■ **Your objective**
Find every line in the items that contains the word "nest", and copy each of those lines.

## Start Data section

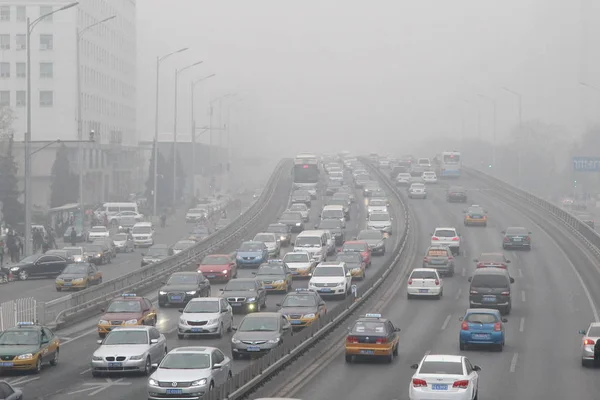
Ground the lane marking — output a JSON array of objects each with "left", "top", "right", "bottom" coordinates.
[
  {"left": 510, "top": 353, "right": 519, "bottom": 372},
  {"left": 442, "top": 314, "right": 452, "bottom": 330}
]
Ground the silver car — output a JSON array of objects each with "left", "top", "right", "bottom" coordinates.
[
  {"left": 177, "top": 297, "right": 233, "bottom": 339},
  {"left": 148, "top": 346, "right": 232, "bottom": 400},
  {"left": 92, "top": 326, "right": 167, "bottom": 377},
  {"left": 231, "top": 312, "right": 292, "bottom": 360}
]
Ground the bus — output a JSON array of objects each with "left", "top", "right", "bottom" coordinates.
[
  {"left": 292, "top": 154, "right": 320, "bottom": 190},
  {"left": 435, "top": 151, "right": 462, "bottom": 178}
]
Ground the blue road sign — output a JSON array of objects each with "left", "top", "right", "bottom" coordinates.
[{"left": 573, "top": 157, "right": 600, "bottom": 172}]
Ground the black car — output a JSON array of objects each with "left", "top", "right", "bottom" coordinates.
[
  {"left": 158, "top": 271, "right": 210, "bottom": 307},
  {"left": 2, "top": 254, "right": 70, "bottom": 281},
  {"left": 446, "top": 186, "right": 467, "bottom": 203},
  {"left": 502, "top": 226, "right": 531, "bottom": 250}
]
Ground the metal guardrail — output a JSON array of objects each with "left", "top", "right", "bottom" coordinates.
[
  {"left": 203, "top": 160, "right": 410, "bottom": 400},
  {"left": 45, "top": 159, "right": 291, "bottom": 329}
]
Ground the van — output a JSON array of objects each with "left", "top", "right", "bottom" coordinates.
[
  {"left": 469, "top": 267, "right": 515, "bottom": 315},
  {"left": 294, "top": 230, "right": 331, "bottom": 262}
]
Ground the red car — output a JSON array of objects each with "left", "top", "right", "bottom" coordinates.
[
  {"left": 198, "top": 254, "right": 237, "bottom": 282},
  {"left": 473, "top": 253, "right": 510, "bottom": 269},
  {"left": 340, "top": 240, "right": 371, "bottom": 268}
]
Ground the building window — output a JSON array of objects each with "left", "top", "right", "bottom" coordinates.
[
  {"left": 17, "top": 63, "right": 27, "bottom": 78},
  {"left": 40, "top": 62, "right": 54, "bottom": 78},
  {"left": 40, "top": 34, "right": 54, "bottom": 50},
  {"left": 17, "top": 90, "right": 27, "bottom": 107},
  {"left": 40, "top": 90, "right": 54, "bottom": 107},
  {"left": 15, "top": 33, "right": 27, "bottom": 50}
]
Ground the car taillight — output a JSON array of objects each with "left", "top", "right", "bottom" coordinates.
[
  {"left": 452, "top": 381, "right": 469, "bottom": 389},
  {"left": 413, "top": 378, "right": 427, "bottom": 387}
]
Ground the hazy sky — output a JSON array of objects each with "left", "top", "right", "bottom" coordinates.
[{"left": 137, "top": 0, "right": 600, "bottom": 155}]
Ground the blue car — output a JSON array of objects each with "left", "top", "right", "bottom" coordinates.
[
  {"left": 235, "top": 241, "right": 269, "bottom": 268},
  {"left": 458, "top": 308, "right": 508, "bottom": 351}
]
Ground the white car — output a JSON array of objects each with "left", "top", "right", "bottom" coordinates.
[
  {"left": 88, "top": 225, "right": 110, "bottom": 242},
  {"left": 421, "top": 171, "right": 437, "bottom": 183},
  {"left": 177, "top": 297, "right": 233, "bottom": 339},
  {"left": 431, "top": 228, "right": 460, "bottom": 256},
  {"left": 406, "top": 268, "right": 444, "bottom": 300},
  {"left": 408, "top": 354, "right": 481, "bottom": 400},
  {"left": 308, "top": 261, "right": 352, "bottom": 298}
]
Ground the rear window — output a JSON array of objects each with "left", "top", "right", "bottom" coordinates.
[{"left": 419, "top": 361, "right": 463, "bottom": 375}]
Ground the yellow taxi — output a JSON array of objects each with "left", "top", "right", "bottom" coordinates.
[
  {"left": 345, "top": 314, "right": 400, "bottom": 363},
  {"left": 98, "top": 293, "right": 157, "bottom": 338},
  {"left": 0, "top": 322, "right": 60, "bottom": 374},
  {"left": 55, "top": 263, "right": 102, "bottom": 292},
  {"left": 464, "top": 204, "right": 487, "bottom": 226}
]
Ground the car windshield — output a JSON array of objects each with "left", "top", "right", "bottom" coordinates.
[
  {"left": 159, "top": 353, "right": 210, "bottom": 369},
  {"left": 313, "top": 267, "right": 346, "bottom": 276},
  {"left": 102, "top": 329, "right": 148, "bottom": 346},
  {"left": 0, "top": 329, "right": 40, "bottom": 346},
  {"left": 106, "top": 300, "right": 142, "bottom": 313},
  {"left": 283, "top": 253, "right": 310, "bottom": 263},
  {"left": 237, "top": 315, "right": 281, "bottom": 332},
  {"left": 225, "top": 280, "right": 256, "bottom": 292},
  {"left": 419, "top": 361, "right": 463, "bottom": 375},
  {"left": 200, "top": 256, "right": 229, "bottom": 265},
  {"left": 183, "top": 300, "right": 219, "bottom": 313},
  {"left": 465, "top": 313, "right": 498, "bottom": 324}
]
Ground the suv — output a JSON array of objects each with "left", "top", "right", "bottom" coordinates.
[{"left": 469, "top": 267, "right": 515, "bottom": 314}]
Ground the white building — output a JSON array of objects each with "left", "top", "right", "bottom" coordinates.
[{"left": 0, "top": 0, "right": 137, "bottom": 209}]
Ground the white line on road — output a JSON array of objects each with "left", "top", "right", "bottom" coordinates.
[{"left": 442, "top": 315, "right": 452, "bottom": 330}]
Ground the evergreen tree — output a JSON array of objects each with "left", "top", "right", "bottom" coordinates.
[{"left": 50, "top": 144, "right": 79, "bottom": 207}]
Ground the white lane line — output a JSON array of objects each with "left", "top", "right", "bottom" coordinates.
[
  {"left": 510, "top": 353, "right": 519, "bottom": 372},
  {"left": 519, "top": 317, "right": 525, "bottom": 332},
  {"left": 442, "top": 315, "right": 452, "bottom": 330}
]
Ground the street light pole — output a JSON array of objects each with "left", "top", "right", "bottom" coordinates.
[{"left": 23, "top": 2, "right": 79, "bottom": 256}]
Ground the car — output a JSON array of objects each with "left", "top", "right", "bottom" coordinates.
[
  {"left": 423, "top": 245, "right": 454, "bottom": 276},
  {"left": 431, "top": 227, "right": 461, "bottom": 256},
  {"left": 334, "top": 251, "right": 367, "bottom": 280},
  {"left": 177, "top": 297, "right": 233, "bottom": 339},
  {"left": 221, "top": 278, "right": 267, "bottom": 313},
  {"left": 446, "top": 186, "right": 468, "bottom": 203},
  {"left": 235, "top": 240, "right": 269, "bottom": 269},
  {"left": 158, "top": 271, "right": 210, "bottom": 307},
  {"left": 147, "top": 346, "right": 232, "bottom": 400},
  {"left": 142, "top": 244, "right": 174, "bottom": 267},
  {"left": 407, "top": 182, "right": 427, "bottom": 199},
  {"left": 288, "top": 203, "right": 310, "bottom": 222},
  {"left": 308, "top": 261, "right": 352, "bottom": 298},
  {"left": 473, "top": 253, "right": 510, "bottom": 269},
  {"left": 113, "top": 233, "right": 135, "bottom": 253},
  {"left": 55, "top": 262, "right": 102, "bottom": 292},
  {"left": 97, "top": 293, "right": 157, "bottom": 338},
  {"left": 198, "top": 254, "right": 237, "bottom": 282},
  {"left": 345, "top": 314, "right": 400, "bottom": 363},
  {"left": 408, "top": 354, "right": 481, "bottom": 400},
  {"left": 468, "top": 267, "right": 515, "bottom": 315},
  {"left": 252, "top": 232, "right": 281, "bottom": 257},
  {"left": 283, "top": 250, "right": 317, "bottom": 278},
  {"left": 458, "top": 308, "right": 508, "bottom": 351},
  {"left": 277, "top": 288, "right": 327, "bottom": 330},
  {"left": 406, "top": 268, "right": 444, "bottom": 300},
  {"left": 356, "top": 229, "right": 386, "bottom": 256},
  {"left": 367, "top": 212, "right": 394, "bottom": 235},
  {"left": 340, "top": 240, "right": 371, "bottom": 268},
  {"left": 266, "top": 224, "right": 292, "bottom": 247},
  {"left": 231, "top": 312, "right": 292, "bottom": 360},
  {"left": 502, "top": 226, "right": 531, "bottom": 250},
  {"left": 91, "top": 326, "right": 167, "bottom": 377},
  {"left": 464, "top": 204, "right": 487, "bottom": 226}
]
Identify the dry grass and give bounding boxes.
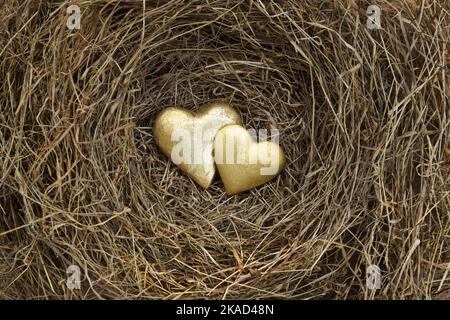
[0,0,450,299]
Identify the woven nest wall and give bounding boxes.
[0,0,450,299]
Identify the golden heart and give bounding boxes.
[214,125,285,195]
[153,103,242,189]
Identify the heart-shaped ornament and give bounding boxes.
[153,103,242,189]
[214,125,286,195]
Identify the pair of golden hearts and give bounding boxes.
[153,103,285,195]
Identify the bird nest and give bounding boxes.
[0,0,450,299]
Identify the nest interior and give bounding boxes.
[0,0,450,299]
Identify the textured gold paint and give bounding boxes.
[153,103,242,189]
[214,125,286,195]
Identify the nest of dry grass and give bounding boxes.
[0,0,450,299]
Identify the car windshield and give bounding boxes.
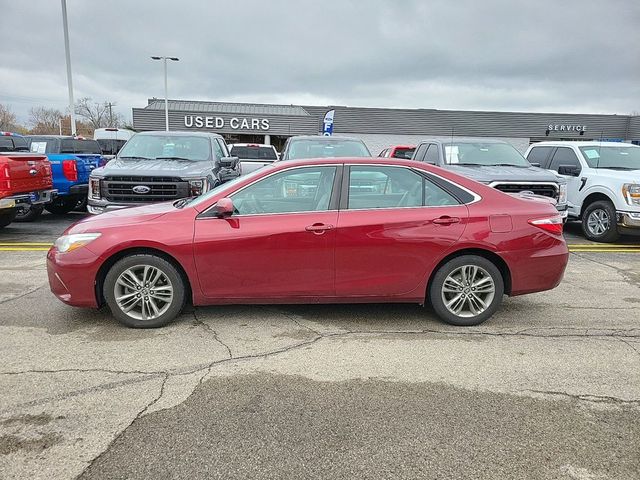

## End Data section

■ **Written response**
Identify the woven nest wall and give bounding boxes.
Identify the bird nest and give bounding boxes.
Identify the nest interior and give bounding boxes.
Identify the nest of dry grass and give bounding boxes.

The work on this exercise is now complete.